╭─ Records to use

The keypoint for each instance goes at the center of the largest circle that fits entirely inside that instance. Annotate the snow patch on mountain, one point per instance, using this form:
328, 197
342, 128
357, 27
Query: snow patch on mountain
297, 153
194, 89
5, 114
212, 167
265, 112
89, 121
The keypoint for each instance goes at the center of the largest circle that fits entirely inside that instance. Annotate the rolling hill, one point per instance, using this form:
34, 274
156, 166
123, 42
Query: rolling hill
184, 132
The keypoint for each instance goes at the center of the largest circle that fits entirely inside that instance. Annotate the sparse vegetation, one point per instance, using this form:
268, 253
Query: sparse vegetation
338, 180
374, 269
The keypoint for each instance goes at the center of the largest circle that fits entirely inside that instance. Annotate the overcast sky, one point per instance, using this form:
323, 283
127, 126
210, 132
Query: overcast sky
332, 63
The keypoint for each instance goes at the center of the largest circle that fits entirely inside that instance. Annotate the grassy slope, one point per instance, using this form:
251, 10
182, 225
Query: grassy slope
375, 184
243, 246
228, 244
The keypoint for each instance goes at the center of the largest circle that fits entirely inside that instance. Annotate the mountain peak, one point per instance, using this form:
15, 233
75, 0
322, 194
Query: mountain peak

╰─
╭─ Records to use

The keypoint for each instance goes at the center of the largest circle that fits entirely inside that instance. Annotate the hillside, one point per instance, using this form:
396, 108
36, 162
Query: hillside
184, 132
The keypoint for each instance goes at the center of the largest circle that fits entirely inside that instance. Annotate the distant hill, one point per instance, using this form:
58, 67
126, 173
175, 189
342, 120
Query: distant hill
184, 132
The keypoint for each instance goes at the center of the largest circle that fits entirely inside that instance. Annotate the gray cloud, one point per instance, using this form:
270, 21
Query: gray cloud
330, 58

╰─
╭─ Records to use

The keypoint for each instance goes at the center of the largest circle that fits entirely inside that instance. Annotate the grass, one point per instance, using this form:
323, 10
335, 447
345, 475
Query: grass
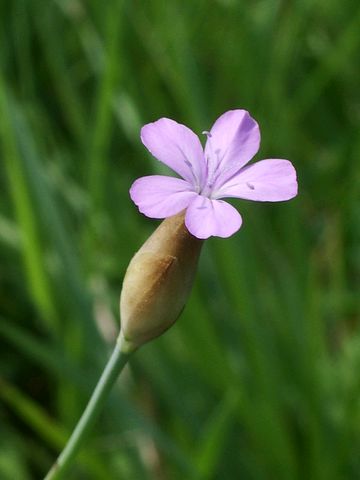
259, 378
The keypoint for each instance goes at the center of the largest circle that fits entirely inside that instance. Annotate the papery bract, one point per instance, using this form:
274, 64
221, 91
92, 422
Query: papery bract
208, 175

╰─

## Exercise brief
Rewrite the listing above from the line with "Annotate the overcast" to the line with "Query: mountain peak", substituting "grassy meadow" for "grassy slope" and leaving everything else unchanged.

## Answer to this problem
The keypoint for each instance goes at the center of the largest circle that fits entirely inside that instance. Annotate the overcast sky, one point per instance, using this form:
323, 283
127, 126
210, 132
Query: overcast sky
332, 63
The keypoint for each instance goes at the center of the largest circle that fits entirely inside that instance. Annotate the grassy meadow, one point per instance, using this form:
251, 10
182, 225
Query: grassy meadow
375, 184
243, 246
228, 244
The keypoint for each instance goes at the center of the largest circle that fits entirely inside that instance. Annotate the mountain peak, one point per instance, using this form:
15, 233
75, 0
322, 194
Query: mountain peak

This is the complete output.